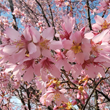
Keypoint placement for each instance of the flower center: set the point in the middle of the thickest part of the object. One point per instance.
(105, 25)
(76, 48)
(44, 44)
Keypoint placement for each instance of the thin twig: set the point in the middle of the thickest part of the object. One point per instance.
(43, 13)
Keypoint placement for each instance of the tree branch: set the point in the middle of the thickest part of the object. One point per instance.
(88, 14)
(14, 18)
(95, 86)
(43, 13)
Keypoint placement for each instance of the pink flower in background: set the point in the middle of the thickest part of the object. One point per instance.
(101, 23)
(55, 95)
(68, 26)
(77, 47)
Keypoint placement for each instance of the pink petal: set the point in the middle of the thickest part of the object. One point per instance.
(10, 49)
(76, 37)
(27, 33)
(48, 33)
(28, 75)
(32, 48)
(99, 20)
(54, 71)
(12, 34)
(67, 44)
(35, 35)
(37, 68)
(100, 36)
(56, 45)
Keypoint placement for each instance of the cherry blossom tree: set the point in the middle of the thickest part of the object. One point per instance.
(55, 54)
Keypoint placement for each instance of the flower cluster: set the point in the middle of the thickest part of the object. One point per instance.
(33, 54)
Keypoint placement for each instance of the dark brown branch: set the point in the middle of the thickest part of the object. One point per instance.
(28, 8)
(21, 98)
(88, 14)
(43, 13)
(14, 18)
(95, 86)
(51, 15)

- - -

Rewrite the stretch from the line containing "Keypoint placement for each instance of the dark" through the end of the listing, replacing "dark brown" with "deep brown" and keeping everything else the same.

Keypoint placement for each instance of the deep brown branch: set the point in the middle of the thickest part of the object. One point per instance.
(28, 8)
(21, 98)
(88, 14)
(43, 13)
(14, 18)
(95, 86)
(51, 15)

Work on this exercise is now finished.